[Start of Material supplied]

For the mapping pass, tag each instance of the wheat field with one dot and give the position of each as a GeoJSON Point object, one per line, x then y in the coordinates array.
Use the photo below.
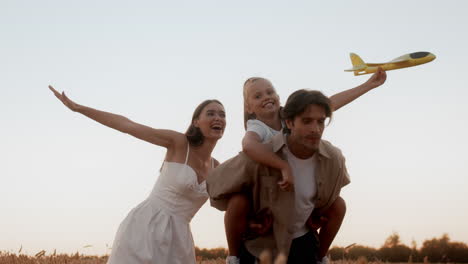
{"type": "Point", "coordinates": [42, 258]}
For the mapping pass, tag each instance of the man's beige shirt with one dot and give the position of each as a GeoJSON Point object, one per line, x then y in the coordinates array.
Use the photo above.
{"type": "Point", "coordinates": [240, 174]}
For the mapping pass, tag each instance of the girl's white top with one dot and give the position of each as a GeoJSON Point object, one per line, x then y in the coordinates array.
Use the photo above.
{"type": "Point", "coordinates": [265, 132]}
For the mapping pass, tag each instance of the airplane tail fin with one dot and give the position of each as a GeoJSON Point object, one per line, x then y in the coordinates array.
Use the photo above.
{"type": "Point", "coordinates": [358, 63]}
{"type": "Point", "coordinates": [356, 60]}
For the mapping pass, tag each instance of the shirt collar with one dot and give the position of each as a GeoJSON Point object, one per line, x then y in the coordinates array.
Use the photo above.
{"type": "Point", "coordinates": [279, 141]}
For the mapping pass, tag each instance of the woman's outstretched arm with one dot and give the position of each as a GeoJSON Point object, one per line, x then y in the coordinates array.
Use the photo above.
{"type": "Point", "coordinates": [343, 98]}
{"type": "Point", "coordinates": [160, 137]}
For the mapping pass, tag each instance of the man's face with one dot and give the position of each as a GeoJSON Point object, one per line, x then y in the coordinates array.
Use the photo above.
{"type": "Point", "coordinates": [306, 131]}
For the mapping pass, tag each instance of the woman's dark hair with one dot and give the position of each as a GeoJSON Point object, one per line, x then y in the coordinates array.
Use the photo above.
{"type": "Point", "coordinates": [194, 135]}
{"type": "Point", "coordinates": [298, 102]}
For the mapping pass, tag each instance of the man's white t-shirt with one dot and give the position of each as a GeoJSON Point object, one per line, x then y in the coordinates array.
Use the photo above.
{"type": "Point", "coordinates": [305, 189]}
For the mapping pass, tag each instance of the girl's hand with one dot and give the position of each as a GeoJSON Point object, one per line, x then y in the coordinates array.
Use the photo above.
{"type": "Point", "coordinates": [65, 100]}
{"type": "Point", "coordinates": [377, 79]}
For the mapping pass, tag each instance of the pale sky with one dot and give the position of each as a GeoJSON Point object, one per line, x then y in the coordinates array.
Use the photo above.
{"type": "Point", "coordinates": [68, 182]}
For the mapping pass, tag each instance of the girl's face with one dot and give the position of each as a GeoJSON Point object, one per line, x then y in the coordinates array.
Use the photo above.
{"type": "Point", "coordinates": [212, 121]}
{"type": "Point", "coordinates": [262, 98]}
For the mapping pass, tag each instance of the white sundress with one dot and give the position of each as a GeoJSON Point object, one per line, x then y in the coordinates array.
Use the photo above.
{"type": "Point", "coordinates": [157, 230]}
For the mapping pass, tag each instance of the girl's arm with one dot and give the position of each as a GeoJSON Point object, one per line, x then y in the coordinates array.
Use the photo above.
{"type": "Point", "coordinates": [261, 153]}
{"type": "Point", "coordinates": [341, 99]}
{"type": "Point", "coordinates": [160, 137]}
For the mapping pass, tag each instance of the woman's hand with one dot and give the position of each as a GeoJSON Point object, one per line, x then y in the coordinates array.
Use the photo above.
{"type": "Point", "coordinates": [65, 100]}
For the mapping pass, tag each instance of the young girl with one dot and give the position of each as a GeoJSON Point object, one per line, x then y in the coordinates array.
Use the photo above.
{"type": "Point", "coordinates": [157, 230]}
{"type": "Point", "coordinates": [262, 121]}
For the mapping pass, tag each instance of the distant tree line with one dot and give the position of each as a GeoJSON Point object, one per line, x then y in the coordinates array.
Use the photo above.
{"type": "Point", "coordinates": [436, 250]}
{"type": "Point", "coordinates": [440, 250]}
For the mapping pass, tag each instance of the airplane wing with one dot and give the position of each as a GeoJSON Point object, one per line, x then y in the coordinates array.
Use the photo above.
{"type": "Point", "coordinates": [401, 59]}
{"type": "Point", "coordinates": [357, 68]}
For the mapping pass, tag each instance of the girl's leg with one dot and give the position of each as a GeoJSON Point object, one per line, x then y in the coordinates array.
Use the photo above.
{"type": "Point", "coordinates": [235, 222]}
{"type": "Point", "coordinates": [335, 215]}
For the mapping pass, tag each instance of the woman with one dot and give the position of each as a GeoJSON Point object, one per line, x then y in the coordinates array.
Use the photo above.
{"type": "Point", "coordinates": [157, 230]}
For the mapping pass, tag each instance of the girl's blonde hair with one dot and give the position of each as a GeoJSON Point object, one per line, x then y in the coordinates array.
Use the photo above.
{"type": "Point", "coordinates": [248, 83]}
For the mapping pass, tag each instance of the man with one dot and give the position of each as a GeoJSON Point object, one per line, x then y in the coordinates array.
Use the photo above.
{"type": "Point", "coordinates": [319, 172]}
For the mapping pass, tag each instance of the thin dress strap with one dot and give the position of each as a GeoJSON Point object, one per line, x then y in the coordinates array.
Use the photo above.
{"type": "Point", "coordinates": [186, 156]}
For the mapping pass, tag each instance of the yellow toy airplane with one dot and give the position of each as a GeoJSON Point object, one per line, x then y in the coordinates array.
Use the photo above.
{"type": "Point", "coordinates": [408, 60]}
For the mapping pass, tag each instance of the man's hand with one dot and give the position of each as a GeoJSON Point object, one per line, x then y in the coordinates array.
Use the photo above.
{"type": "Point", "coordinates": [377, 79]}
{"type": "Point", "coordinates": [262, 222]}
{"type": "Point", "coordinates": [287, 180]}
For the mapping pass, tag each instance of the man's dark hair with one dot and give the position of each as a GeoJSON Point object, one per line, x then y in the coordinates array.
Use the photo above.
{"type": "Point", "coordinates": [298, 102]}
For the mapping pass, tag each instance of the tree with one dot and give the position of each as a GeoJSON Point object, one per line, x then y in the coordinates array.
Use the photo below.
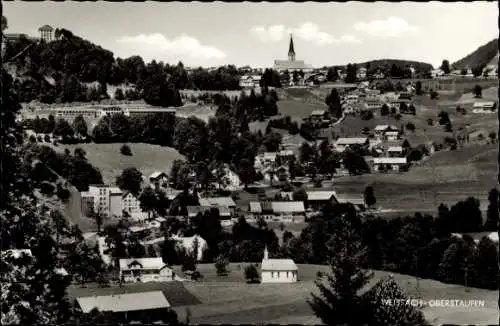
{"type": "Point", "coordinates": [492, 215]}
{"type": "Point", "coordinates": [251, 274]}
{"type": "Point", "coordinates": [382, 314]}
{"type": "Point", "coordinates": [119, 96]}
{"type": "Point", "coordinates": [125, 150]}
{"type": "Point", "coordinates": [369, 195]}
{"type": "Point", "coordinates": [63, 129]}
{"type": "Point", "coordinates": [410, 126]}
{"type": "Point", "coordinates": [80, 126]}
{"type": "Point", "coordinates": [478, 91]}
{"type": "Point", "coordinates": [445, 66]}
{"type": "Point", "coordinates": [340, 302]}
{"type": "Point", "coordinates": [130, 180]}
{"type": "Point", "coordinates": [221, 264]}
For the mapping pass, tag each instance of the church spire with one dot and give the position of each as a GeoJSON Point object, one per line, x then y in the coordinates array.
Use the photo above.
{"type": "Point", "coordinates": [291, 50]}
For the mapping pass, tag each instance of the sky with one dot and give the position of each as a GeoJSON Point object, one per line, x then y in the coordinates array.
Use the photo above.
{"type": "Point", "coordinates": [256, 34]}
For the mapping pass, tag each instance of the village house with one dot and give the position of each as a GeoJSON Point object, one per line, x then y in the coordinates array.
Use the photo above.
{"type": "Point", "coordinates": [278, 270]}
{"type": "Point", "coordinates": [158, 178]}
{"type": "Point", "coordinates": [104, 199]}
{"type": "Point", "coordinates": [388, 163]}
{"type": "Point", "coordinates": [319, 116]}
{"type": "Point", "coordinates": [143, 270]}
{"type": "Point", "coordinates": [225, 215]}
{"type": "Point", "coordinates": [395, 151]}
{"type": "Point", "coordinates": [317, 199]}
{"type": "Point", "coordinates": [138, 306]}
{"type": "Point", "coordinates": [483, 107]}
{"type": "Point", "coordinates": [247, 81]}
{"type": "Point", "coordinates": [342, 143]}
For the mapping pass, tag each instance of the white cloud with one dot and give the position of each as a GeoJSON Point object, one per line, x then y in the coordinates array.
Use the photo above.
{"type": "Point", "coordinates": [157, 46]}
{"type": "Point", "coordinates": [307, 31]}
{"type": "Point", "coordinates": [391, 27]}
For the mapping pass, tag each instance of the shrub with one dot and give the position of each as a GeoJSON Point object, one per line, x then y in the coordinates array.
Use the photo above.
{"type": "Point", "coordinates": [125, 150]}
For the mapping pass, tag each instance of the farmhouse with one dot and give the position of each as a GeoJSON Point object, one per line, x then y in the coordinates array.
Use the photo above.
{"type": "Point", "coordinates": [484, 107]}
{"type": "Point", "coordinates": [142, 270]}
{"type": "Point", "coordinates": [389, 163]}
{"type": "Point", "coordinates": [278, 270]}
{"type": "Point", "coordinates": [342, 143]}
{"type": "Point", "coordinates": [319, 115]}
{"type": "Point", "coordinates": [318, 198]}
{"type": "Point", "coordinates": [395, 151]}
{"type": "Point", "coordinates": [219, 202]}
{"type": "Point", "coordinates": [158, 178]}
{"type": "Point", "coordinates": [104, 199]}
{"type": "Point", "coordinates": [129, 306]}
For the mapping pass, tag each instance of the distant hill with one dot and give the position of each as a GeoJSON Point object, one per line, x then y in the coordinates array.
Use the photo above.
{"type": "Point", "coordinates": [481, 57]}
{"type": "Point", "coordinates": [386, 64]}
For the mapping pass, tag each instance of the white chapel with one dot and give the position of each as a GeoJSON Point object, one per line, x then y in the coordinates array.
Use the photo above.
{"type": "Point", "coordinates": [278, 270]}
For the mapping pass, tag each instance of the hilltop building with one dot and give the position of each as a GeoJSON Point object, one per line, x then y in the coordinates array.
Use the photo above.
{"type": "Point", "coordinates": [291, 64]}
{"type": "Point", "coordinates": [278, 270]}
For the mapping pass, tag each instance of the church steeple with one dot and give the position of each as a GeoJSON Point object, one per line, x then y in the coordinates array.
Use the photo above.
{"type": "Point", "coordinates": [291, 50]}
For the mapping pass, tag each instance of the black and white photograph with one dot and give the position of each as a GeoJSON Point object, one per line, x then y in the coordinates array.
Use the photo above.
{"type": "Point", "coordinates": [239, 163]}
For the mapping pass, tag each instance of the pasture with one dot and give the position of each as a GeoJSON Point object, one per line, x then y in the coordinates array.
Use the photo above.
{"type": "Point", "coordinates": [108, 159]}
{"type": "Point", "coordinates": [229, 300]}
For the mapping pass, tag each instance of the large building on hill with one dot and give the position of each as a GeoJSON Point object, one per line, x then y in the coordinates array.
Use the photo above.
{"type": "Point", "coordinates": [291, 64]}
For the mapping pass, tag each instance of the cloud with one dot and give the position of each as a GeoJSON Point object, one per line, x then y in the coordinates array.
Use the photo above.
{"type": "Point", "coordinates": [391, 27]}
{"type": "Point", "coordinates": [157, 45]}
{"type": "Point", "coordinates": [307, 31]}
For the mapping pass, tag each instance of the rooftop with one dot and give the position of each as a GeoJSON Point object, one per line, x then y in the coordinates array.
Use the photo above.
{"type": "Point", "coordinates": [217, 201]}
{"type": "Point", "coordinates": [124, 302]}
{"type": "Point", "coordinates": [278, 265]}
{"type": "Point", "coordinates": [146, 263]}
{"type": "Point", "coordinates": [320, 195]}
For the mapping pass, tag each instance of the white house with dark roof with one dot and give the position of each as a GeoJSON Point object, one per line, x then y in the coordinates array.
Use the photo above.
{"type": "Point", "coordinates": [143, 270]}
{"type": "Point", "coordinates": [278, 270]}
{"type": "Point", "coordinates": [395, 151]}
{"type": "Point", "coordinates": [342, 143]}
{"type": "Point", "coordinates": [131, 304]}
{"type": "Point", "coordinates": [390, 163]}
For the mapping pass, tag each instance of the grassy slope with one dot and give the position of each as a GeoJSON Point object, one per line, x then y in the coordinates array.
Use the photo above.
{"type": "Point", "coordinates": [146, 158]}
{"type": "Point", "coordinates": [230, 300]}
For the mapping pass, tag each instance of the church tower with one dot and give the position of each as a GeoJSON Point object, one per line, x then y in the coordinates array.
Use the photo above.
{"type": "Point", "coordinates": [291, 50]}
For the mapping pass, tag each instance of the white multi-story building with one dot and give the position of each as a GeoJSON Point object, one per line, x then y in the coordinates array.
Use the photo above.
{"type": "Point", "coordinates": [143, 270]}
{"type": "Point", "coordinates": [278, 270]}
{"type": "Point", "coordinates": [104, 199]}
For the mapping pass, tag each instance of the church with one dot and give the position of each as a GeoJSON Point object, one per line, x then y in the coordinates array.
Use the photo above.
{"type": "Point", "coordinates": [291, 64]}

[End of Material supplied]

Instructions to follow:
Repeat only the lines from the one holding "For the mapping pass, tag each instance of the church tower" through the last line of the data.

Full output:
For the mapping pass, tag each instance of the church tower with one dot and give the position of each as a GeoJSON Point object, one per line, x then y in the coordinates array.
Use the photo above.
{"type": "Point", "coordinates": [291, 50]}
For the mapping pass, tag each instance of the white multi-story building with one dot and give the position of each as a GeoJSON Point object, one per line, x then y in the coordinates array.
Use the photo above.
{"type": "Point", "coordinates": [143, 270]}
{"type": "Point", "coordinates": [278, 270]}
{"type": "Point", "coordinates": [104, 199]}
For the mapping pass, tag each instance of the church with one dot and give the position of each as a GeoJSON Point object, one per line, x then y in the coordinates array.
Use the photo above.
{"type": "Point", "coordinates": [291, 64]}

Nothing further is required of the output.